- Written problem
Which lines in the rows below contain the string "gray"? Locate every one, treating uppercase and lowercase as different, and copy each line you find.

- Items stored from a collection
>> begin
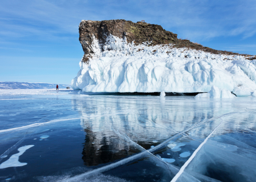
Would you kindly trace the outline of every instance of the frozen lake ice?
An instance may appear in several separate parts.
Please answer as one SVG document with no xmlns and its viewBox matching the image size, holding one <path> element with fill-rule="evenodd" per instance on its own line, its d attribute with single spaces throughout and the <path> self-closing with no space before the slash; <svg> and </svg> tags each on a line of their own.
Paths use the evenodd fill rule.
<svg viewBox="0 0 256 182">
<path fill-rule="evenodd" d="M 256 98 L 0 90 L 0 181 L 254 182 Z"/>
</svg>

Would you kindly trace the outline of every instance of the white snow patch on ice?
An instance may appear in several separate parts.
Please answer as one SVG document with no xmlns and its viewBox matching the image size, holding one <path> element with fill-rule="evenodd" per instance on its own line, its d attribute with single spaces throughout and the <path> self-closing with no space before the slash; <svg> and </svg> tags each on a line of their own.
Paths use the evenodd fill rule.
<svg viewBox="0 0 256 182">
<path fill-rule="evenodd" d="M 74 90 L 206 92 L 215 85 L 234 90 L 238 96 L 248 95 L 237 91 L 240 85 L 249 92 L 256 90 L 256 66 L 244 56 L 174 48 L 171 44 L 135 46 L 111 35 L 100 46 L 94 39 L 93 58 L 80 62 L 80 70 L 72 81 Z"/>
<path fill-rule="evenodd" d="M 164 92 L 164 91 L 162 91 L 160 93 L 160 97 L 161 98 L 162 97 L 164 97 L 164 96 L 165 96 L 165 92 Z"/>
<path fill-rule="evenodd" d="M 42 135 L 40 136 L 40 138 L 41 139 L 45 139 L 49 137 L 49 136 L 48 135 Z"/>
<path fill-rule="evenodd" d="M 18 167 L 23 166 L 27 164 L 25 162 L 21 163 L 19 161 L 19 158 L 29 148 L 33 147 L 34 145 L 27 145 L 20 147 L 18 149 L 19 152 L 13 155 L 10 158 L 0 164 L 0 169 L 4 169 L 10 167 Z"/>
<path fill-rule="evenodd" d="M 254 91 L 254 92 L 252 93 L 251 96 L 252 97 L 256 97 L 256 90 Z"/>
</svg>

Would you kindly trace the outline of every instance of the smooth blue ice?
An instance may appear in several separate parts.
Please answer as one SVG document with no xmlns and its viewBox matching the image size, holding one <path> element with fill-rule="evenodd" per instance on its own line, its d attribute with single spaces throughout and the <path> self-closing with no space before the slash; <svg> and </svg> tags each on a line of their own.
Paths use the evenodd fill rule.
<svg viewBox="0 0 256 182">
<path fill-rule="evenodd" d="M 0 92 L 0 181 L 256 178 L 255 97 L 53 92 Z"/>
</svg>

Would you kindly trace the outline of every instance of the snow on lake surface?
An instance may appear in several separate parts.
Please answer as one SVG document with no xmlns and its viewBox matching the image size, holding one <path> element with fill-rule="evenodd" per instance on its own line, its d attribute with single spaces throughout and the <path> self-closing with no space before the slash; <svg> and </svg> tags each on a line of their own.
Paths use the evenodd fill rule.
<svg viewBox="0 0 256 182">
<path fill-rule="evenodd" d="M 161 98 L 0 90 L 0 181 L 255 181 L 255 97 Z"/>
</svg>

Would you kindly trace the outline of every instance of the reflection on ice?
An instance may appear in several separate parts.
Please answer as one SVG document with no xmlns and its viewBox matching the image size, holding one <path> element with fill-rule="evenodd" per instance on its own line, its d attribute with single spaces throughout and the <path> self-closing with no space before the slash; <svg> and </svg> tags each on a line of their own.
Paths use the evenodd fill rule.
<svg viewBox="0 0 256 182">
<path fill-rule="evenodd" d="M 176 181 L 256 178 L 254 97 L 166 96 L 163 103 L 158 96 L 58 96 L 36 99 L 40 104 L 15 100 L 15 112 L 0 111 L 4 119 L 17 113 L 25 119 L 5 121 L 13 122 L 0 130 L 0 165 L 8 161 L 5 156 L 20 154 L 19 147 L 34 145 L 29 163 L 21 157 L 28 164 L 16 168 L 27 173 L 21 181 L 170 181 L 182 168 Z M 36 119 L 26 110 L 45 116 Z M 13 168 L 2 170 L 0 181 L 19 179 Z"/>
</svg>

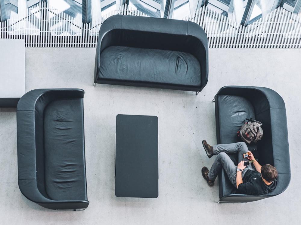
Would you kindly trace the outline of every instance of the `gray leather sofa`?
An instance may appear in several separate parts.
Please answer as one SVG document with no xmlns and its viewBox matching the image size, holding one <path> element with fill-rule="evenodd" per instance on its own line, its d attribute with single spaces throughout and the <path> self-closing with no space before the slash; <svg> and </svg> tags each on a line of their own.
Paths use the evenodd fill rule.
<svg viewBox="0 0 301 225">
<path fill-rule="evenodd" d="M 84 209 L 87 199 L 84 91 L 37 89 L 17 106 L 19 188 L 53 209 Z"/>
<path fill-rule="evenodd" d="M 200 91 L 208 40 L 192 22 L 115 15 L 99 31 L 94 84 Z"/>
<path fill-rule="evenodd" d="M 285 106 L 281 97 L 266 88 L 227 86 L 221 88 L 214 100 L 217 143 L 241 141 L 237 132 L 245 118 L 253 117 L 263 124 L 263 137 L 256 145 L 248 147 L 250 150 L 257 150 L 261 165 L 270 164 L 278 173 L 276 189 L 255 196 L 238 193 L 223 170 L 218 176 L 220 202 L 251 202 L 284 191 L 290 180 L 290 166 Z M 237 156 L 230 156 L 237 164 Z"/>
</svg>

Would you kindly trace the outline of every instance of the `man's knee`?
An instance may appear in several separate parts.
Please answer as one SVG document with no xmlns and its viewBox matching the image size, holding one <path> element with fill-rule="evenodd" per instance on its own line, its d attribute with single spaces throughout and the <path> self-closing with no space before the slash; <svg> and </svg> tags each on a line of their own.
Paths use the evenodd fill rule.
<svg viewBox="0 0 301 225">
<path fill-rule="evenodd" d="M 239 146 L 240 147 L 247 147 L 247 148 L 248 147 L 248 146 L 247 146 L 247 144 L 246 144 L 246 143 L 245 143 L 243 141 L 241 141 L 240 142 L 238 142 L 237 143 L 237 144 L 238 144 Z"/>
<path fill-rule="evenodd" d="M 225 152 L 220 152 L 217 154 L 217 157 L 220 161 L 221 161 L 223 159 L 224 159 L 225 158 L 227 157 L 228 157 L 228 156 Z"/>
</svg>

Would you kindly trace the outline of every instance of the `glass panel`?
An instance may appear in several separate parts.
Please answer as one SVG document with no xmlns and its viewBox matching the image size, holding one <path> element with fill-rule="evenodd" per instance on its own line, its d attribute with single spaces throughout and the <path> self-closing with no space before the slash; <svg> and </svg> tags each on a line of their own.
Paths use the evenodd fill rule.
<svg viewBox="0 0 301 225">
<path fill-rule="evenodd" d="M 246 24 L 256 21 L 275 10 L 278 5 L 279 0 L 255 0 L 250 8 L 249 16 Z"/>
<path fill-rule="evenodd" d="M 284 2 L 293 7 L 294 7 L 297 0 L 285 0 Z"/>
<path fill-rule="evenodd" d="M 129 0 L 129 5 L 151 17 L 163 18 L 166 0 Z"/>
<path fill-rule="evenodd" d="M 173 0 L 169 18 L 181 20 L 201 7 L 202 0 Z"/>
<path fill-rule="evenodd" d="M 64 12 L 77 20 L 82 21 L 82 0 L 48 0 L 48 8 Z"/>
</svg>

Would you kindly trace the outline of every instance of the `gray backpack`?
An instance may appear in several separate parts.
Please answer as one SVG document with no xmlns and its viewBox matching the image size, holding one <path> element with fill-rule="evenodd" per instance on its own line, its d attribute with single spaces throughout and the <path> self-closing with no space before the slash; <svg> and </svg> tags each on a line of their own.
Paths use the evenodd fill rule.
<svg viewBox="0 0 301 225">
<path fill-rule="evenodd" d="M 248 144 L 256 143 L 261 140 L 263 136 L 263 131 L 261 127 L 262 123 L 252 119 L 246 118 L 248 122 L 241 126 L 237 132 L 243 141 Z"/>
</svg>

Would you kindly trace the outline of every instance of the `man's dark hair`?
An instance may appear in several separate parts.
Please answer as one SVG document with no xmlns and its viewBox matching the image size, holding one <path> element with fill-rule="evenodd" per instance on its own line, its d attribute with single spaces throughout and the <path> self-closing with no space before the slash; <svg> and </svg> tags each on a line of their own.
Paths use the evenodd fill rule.
<svg viewBox="0 0 301 225">
<path fill-rule="evenodd" d="M 278 176 L 278 172 L 272 165 L 266 164 L 261 167 L 261 176 L 268 182 L 272 182 Z"/>
</svg>

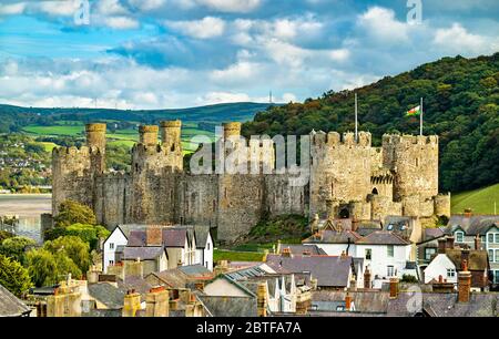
>> end
- Solution
Would you kindly trace the outline of every instance of the `gray leather sofa`?
Would you kindly trace the outline of every instance of the `gray backpack`?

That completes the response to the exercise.